- Given task
Show every line in the records below that contains the word "parked".

>> start

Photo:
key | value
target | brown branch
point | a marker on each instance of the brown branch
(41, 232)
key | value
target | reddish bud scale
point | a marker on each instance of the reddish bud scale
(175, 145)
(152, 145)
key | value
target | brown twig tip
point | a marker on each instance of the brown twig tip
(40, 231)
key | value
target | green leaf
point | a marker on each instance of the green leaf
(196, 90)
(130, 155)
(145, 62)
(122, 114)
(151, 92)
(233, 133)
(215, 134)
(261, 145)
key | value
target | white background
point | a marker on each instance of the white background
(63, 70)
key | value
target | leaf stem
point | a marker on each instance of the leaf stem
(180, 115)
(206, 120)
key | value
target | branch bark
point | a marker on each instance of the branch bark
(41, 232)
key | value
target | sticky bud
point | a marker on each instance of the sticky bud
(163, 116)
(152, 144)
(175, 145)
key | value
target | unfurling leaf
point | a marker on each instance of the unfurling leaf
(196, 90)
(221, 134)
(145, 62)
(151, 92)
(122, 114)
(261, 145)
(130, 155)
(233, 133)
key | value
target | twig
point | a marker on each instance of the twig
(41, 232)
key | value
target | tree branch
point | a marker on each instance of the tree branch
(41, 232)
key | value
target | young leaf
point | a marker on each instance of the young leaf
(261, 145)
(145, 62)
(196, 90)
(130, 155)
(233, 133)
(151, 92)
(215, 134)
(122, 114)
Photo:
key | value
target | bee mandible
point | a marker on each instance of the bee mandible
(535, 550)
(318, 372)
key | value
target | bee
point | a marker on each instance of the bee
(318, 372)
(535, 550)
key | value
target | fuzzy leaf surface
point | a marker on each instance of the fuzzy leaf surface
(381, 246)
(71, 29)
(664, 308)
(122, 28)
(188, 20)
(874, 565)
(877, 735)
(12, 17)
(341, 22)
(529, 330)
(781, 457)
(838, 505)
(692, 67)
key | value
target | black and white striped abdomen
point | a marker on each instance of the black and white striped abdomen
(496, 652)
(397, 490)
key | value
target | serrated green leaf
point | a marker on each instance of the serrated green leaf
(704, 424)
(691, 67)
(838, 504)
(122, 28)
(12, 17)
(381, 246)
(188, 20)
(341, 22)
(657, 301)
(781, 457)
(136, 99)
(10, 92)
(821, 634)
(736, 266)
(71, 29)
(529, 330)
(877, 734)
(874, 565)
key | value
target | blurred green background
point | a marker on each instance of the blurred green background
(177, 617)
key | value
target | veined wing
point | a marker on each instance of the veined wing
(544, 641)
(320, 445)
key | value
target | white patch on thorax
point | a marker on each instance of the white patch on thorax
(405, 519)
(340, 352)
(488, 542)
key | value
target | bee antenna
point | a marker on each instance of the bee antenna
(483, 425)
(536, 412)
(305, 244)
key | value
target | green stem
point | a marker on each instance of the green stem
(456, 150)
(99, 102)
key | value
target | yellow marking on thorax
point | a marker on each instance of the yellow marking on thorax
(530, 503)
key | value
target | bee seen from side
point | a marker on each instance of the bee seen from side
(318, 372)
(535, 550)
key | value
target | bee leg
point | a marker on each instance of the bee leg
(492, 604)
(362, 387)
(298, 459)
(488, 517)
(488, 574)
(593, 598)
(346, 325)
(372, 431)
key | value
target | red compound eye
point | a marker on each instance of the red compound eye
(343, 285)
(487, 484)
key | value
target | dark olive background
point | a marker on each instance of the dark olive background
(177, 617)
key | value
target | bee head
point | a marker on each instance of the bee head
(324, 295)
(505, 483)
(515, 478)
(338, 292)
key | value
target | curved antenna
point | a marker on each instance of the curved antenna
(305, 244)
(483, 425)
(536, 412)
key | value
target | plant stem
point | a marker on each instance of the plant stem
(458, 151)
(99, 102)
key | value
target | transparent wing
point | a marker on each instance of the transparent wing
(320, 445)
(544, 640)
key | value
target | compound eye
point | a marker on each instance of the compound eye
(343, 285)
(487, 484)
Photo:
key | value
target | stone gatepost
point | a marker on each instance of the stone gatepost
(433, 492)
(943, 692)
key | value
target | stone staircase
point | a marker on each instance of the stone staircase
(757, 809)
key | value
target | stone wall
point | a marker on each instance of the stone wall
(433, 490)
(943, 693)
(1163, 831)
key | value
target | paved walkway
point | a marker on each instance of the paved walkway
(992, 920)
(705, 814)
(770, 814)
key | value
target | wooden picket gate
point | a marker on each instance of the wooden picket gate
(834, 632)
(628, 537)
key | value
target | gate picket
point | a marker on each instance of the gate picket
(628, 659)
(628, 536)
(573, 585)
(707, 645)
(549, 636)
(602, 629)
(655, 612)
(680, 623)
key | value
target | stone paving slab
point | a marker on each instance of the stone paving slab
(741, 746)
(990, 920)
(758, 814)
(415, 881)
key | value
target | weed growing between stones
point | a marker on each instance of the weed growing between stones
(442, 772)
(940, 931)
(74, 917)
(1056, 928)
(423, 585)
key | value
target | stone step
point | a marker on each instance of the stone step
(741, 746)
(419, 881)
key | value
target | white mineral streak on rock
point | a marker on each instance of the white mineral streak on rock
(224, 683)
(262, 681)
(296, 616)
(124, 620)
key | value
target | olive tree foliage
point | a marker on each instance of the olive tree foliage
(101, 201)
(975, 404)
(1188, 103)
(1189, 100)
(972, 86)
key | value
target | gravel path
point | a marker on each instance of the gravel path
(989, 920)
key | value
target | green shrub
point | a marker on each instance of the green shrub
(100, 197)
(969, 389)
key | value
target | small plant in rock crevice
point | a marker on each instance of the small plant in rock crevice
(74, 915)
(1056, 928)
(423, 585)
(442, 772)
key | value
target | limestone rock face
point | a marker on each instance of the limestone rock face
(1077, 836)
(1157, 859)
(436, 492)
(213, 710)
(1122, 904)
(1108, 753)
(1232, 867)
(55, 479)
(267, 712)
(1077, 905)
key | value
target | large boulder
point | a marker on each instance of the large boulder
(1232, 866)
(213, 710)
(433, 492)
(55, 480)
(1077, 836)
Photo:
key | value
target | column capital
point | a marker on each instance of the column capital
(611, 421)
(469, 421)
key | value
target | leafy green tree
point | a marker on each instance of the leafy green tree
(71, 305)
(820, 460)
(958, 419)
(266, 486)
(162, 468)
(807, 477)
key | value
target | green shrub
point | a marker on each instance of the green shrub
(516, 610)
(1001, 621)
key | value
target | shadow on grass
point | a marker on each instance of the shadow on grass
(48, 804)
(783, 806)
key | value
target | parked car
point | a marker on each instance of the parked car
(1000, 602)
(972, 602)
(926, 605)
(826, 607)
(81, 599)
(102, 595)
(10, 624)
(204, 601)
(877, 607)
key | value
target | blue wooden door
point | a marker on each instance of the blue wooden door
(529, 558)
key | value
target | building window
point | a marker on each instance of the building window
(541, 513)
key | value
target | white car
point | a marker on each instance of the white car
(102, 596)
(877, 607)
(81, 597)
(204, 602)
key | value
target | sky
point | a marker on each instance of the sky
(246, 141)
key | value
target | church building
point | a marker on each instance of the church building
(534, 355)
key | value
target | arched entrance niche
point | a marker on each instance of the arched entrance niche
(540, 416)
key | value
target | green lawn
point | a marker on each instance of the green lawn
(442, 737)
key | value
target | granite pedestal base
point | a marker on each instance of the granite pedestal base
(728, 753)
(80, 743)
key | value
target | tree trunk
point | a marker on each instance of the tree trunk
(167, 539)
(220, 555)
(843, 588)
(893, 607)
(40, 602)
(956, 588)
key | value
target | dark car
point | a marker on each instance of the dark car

>> end

- Result of this exercise
target | parked car
point | a marker on each instance of the parked car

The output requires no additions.